■ Listed entries ■

════════════════

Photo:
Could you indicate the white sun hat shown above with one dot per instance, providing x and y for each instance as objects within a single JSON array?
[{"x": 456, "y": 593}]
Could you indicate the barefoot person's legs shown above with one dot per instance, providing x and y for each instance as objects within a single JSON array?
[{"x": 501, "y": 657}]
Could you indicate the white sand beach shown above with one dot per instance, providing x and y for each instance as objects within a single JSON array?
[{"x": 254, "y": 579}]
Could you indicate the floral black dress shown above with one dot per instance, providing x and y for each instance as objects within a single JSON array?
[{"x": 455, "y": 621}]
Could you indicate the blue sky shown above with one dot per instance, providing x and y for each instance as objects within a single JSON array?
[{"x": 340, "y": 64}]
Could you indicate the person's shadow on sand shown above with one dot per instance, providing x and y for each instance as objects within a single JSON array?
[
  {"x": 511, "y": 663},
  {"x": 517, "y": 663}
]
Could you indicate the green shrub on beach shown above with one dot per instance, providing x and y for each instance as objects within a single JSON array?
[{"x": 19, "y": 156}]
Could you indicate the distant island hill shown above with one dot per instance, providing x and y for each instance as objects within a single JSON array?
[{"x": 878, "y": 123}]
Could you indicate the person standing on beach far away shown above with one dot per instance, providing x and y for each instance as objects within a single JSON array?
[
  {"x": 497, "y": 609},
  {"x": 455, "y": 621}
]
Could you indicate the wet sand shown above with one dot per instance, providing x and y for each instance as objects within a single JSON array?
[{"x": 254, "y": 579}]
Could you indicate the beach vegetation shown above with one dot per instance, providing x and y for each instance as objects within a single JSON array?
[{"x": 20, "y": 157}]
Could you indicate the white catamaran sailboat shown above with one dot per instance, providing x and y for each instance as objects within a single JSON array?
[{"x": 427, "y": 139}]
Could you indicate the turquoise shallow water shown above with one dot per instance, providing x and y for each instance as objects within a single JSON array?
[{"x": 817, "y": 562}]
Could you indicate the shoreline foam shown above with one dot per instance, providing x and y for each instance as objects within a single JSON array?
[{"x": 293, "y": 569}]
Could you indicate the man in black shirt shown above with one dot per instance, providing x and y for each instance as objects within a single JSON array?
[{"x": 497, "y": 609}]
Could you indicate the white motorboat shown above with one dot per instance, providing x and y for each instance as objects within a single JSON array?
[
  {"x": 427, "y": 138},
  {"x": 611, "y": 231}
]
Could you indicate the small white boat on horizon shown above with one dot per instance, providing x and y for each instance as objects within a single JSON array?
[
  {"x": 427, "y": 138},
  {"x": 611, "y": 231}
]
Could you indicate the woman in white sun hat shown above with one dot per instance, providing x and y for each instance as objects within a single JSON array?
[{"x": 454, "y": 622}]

════════════════

■ Work to complete ■
Copy the records from the line containing "Could you indicate the small" through the end of the records, both ends included, and swap "woman" for "lady". Change nothing else.

■ Response ■
Could you indicate the small white boat on horizon shown above with one dot per instance, providing x and y for each instance as objects within a single JSON array?
[
  {"x": 427, "y": 138},
  {"x": 611, "y": 231}
]
Could you indicate the lady in white sun hat shown above with one dot per instance, providing x and y for each instance as objects within a single JSON array?
[{"x": 454, "y": 622}]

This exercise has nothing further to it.